§ Tâches à réaliser:
1 – Recopiez sans rien changer le passage de l'entretien sur la transmission d'entreprise, de « G.L. Des instances » à « conseil de famille? ».
2 – D'après l'entretien sur la transmission d'entreprise, répondez brièvement :
(a) Qui peut-on intégrer au conseil de famille, par exemple ?
(b) De qui le conseil d'administration peut-il même déterminer la rémunération ?
(c) À quoi le comité de direction voit-il ?

§ Passage extrait:

B.Â. Quels sont les moyens pour réussir une transmission qui assure la pérennité de l’entreprise tout en satisfaisant les membres de la famille?
G.L. Des instances comme le conseil de famille, le conseil d’administration et le comité de direction de l’entreprise ont un rôle d’encadrement important à jouer, parce qu’elles tempèrent l’aspect émotif lié au processus de relève et assurent plus de professionnalisme.

B.Â. Quel est le rôle du conseil de famille?
G.L. C’est un forum démocratique où chacun peut exposer son point de vue et où il est possible de réfléchir et de départager ce qui relève de l’individu, de la famille, du projet commun, de l’entreprise et de l’actionnariat. Le conseil de famille est le cadre qui sert à passer de la diversité à l’unité que doit revêtir le projet commun. Il n’a pas à être exclusif : on peut y intégrer une personne de l’extérieur qui agira à titre de modérateur, par exemple.

B.Â. Qu’en est-il des deux autres instances?
G.L. Plus formel, le conseil d’administration insuffle de la neutralité et de la rigueur dans la démarche. C’est encore plus vrai si des personnes extérieures à la famille, compétentes et indépendantes, y siègent. Ainsi, un conseil d’administration peut suggérer que l’on évalue la compétence des membres de la famille intéressés par des postes de direction. Il peut même déterminer la rémunération du président, et ce, dans le meilleur intérêt de l’entreprise. Pour sa part, le comité de direction instaure l’unité d’action et de gestion dans l’organisation des activités de la société avant, pendant et après la transition. Il voit à ce que les cadres et les employés travaillent en équipe dans une direction commune.

B.Â. Cette façon de procéder semble être pertinente aux grandes organisations. Le processus n’est-il pas plus simple dans le cas des petites entreprises?

§ Données extraites:
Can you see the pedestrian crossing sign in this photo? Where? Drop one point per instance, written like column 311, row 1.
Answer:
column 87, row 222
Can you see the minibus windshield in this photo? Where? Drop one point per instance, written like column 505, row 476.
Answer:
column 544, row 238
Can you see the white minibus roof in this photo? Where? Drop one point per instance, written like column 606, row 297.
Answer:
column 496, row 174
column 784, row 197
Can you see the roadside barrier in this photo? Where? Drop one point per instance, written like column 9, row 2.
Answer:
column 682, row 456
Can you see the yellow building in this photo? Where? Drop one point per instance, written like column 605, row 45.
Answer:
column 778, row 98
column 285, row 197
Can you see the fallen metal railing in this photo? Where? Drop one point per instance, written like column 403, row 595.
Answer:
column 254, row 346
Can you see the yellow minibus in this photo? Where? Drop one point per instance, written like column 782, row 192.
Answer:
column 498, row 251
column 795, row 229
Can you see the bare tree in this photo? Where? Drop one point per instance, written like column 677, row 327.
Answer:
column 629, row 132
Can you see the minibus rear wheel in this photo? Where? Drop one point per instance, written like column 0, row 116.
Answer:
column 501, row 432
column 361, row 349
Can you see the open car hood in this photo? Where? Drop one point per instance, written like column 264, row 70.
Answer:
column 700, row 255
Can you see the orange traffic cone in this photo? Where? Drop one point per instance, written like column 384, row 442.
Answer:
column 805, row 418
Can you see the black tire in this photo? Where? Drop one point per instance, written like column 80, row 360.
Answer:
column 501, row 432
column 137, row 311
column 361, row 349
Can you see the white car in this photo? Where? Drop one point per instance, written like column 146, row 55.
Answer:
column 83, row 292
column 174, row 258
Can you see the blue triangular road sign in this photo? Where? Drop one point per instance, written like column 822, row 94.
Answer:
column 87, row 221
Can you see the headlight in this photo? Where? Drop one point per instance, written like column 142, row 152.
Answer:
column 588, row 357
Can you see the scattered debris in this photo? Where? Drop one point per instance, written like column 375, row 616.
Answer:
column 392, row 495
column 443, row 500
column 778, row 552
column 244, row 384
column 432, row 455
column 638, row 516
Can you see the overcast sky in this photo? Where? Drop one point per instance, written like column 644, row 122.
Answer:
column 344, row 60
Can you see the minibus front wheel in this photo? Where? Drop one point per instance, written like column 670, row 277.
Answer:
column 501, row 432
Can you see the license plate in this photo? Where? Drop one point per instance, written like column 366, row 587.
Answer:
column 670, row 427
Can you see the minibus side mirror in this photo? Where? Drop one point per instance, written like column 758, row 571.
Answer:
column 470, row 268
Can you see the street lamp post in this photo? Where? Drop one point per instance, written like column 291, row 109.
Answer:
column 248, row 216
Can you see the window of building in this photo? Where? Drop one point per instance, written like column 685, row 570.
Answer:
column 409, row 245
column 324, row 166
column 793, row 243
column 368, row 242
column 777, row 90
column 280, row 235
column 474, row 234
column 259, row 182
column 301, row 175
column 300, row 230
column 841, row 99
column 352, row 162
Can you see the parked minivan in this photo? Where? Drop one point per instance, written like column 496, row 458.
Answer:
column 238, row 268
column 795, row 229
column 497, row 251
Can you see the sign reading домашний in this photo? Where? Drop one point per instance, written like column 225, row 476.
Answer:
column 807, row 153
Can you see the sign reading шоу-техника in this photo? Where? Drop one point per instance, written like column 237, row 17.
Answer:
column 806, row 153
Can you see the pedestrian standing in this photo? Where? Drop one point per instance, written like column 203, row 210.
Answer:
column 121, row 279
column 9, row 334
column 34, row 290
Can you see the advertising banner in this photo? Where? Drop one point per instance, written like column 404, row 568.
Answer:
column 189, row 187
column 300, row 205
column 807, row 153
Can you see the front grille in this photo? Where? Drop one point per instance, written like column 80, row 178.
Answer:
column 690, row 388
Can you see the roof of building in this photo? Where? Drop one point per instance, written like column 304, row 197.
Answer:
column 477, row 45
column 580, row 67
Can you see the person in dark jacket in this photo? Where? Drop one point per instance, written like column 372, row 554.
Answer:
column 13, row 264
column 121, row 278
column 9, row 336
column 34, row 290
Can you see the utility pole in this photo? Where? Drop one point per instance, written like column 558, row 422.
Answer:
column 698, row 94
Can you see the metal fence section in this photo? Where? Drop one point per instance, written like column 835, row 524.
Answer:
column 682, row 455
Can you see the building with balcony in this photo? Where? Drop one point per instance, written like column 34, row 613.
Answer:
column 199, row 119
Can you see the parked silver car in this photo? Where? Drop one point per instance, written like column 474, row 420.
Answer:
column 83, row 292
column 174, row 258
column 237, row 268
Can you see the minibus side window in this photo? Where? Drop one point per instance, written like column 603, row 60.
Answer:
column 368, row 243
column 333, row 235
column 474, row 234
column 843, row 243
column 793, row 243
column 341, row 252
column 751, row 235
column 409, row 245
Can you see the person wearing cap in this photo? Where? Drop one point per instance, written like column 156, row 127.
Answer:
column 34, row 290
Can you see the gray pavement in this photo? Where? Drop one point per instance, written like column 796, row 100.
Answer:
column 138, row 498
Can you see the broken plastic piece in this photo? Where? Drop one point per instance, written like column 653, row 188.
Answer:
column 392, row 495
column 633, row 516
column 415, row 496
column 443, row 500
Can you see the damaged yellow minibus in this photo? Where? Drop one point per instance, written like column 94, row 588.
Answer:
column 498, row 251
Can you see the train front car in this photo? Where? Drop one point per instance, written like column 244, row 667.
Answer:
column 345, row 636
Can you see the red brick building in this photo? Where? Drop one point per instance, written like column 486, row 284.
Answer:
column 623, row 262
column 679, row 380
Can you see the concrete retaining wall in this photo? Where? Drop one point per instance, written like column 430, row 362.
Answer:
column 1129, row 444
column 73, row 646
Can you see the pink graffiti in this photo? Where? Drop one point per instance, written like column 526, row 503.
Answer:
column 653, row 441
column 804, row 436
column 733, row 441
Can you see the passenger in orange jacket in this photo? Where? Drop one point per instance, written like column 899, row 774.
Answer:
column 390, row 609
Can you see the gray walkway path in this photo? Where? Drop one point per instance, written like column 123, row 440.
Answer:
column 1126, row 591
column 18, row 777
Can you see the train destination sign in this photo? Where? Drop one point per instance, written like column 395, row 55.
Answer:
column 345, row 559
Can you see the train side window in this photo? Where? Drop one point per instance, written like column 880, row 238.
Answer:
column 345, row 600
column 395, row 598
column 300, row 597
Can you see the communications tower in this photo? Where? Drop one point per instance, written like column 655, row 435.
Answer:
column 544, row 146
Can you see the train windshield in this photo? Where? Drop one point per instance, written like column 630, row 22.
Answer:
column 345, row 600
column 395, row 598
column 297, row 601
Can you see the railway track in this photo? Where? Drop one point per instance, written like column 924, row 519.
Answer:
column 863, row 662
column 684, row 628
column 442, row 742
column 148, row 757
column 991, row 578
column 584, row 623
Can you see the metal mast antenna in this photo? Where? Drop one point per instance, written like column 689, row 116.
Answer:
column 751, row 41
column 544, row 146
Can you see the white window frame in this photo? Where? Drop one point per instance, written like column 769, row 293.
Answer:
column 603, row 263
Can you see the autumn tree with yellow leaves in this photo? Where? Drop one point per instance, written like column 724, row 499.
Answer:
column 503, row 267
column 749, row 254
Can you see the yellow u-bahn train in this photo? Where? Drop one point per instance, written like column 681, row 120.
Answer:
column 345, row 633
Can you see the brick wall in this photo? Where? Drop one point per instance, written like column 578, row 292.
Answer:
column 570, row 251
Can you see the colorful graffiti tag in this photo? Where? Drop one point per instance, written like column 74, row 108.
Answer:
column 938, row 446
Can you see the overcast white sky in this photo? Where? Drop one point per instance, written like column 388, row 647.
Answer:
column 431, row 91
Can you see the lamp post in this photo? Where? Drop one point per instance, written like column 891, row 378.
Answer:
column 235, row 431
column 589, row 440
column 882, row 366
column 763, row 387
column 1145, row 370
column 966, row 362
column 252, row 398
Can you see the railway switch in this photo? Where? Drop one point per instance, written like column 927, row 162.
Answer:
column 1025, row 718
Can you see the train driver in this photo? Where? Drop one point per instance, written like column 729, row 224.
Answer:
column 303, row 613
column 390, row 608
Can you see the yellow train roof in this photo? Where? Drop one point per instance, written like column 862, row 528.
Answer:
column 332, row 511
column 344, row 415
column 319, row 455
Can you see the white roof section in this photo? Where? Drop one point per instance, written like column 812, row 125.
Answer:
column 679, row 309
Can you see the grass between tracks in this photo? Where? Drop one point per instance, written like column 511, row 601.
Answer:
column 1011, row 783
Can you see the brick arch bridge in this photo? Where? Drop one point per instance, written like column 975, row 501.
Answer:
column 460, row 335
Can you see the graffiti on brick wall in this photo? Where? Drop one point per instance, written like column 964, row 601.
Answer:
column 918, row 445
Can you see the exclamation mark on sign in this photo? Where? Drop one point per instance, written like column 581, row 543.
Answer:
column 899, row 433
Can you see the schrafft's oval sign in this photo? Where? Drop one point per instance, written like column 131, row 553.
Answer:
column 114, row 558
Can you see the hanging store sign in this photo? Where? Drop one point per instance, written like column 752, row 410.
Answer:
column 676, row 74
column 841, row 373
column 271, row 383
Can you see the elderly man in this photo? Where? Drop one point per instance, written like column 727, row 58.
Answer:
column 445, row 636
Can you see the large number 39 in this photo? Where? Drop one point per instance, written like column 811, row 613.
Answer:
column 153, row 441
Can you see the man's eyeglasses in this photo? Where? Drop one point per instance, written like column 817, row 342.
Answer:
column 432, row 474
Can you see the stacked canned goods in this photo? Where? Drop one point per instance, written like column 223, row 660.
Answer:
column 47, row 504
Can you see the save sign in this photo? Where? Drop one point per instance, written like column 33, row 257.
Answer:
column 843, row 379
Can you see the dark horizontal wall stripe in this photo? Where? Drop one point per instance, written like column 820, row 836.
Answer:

§ Réponses par tâche:
1 –
G.L. Des instances comme le conseil de famille, le conseil d’administration et le comité de direction de l’entreprise ont un rôle d’encadrement important à jouer, parce qu’elles tempèrent l’aspect émotif lié au processus de relève et assurent plus de professionnalisme.

B.Â. Quel est le rôle du conseil de famille?

2 –
(a) Une personne de l'extérieur qui agira à titre de modérateur.
(b) Du président.
(c) À ce que les cadres et les employés travaillent en équipe dans une direction commune.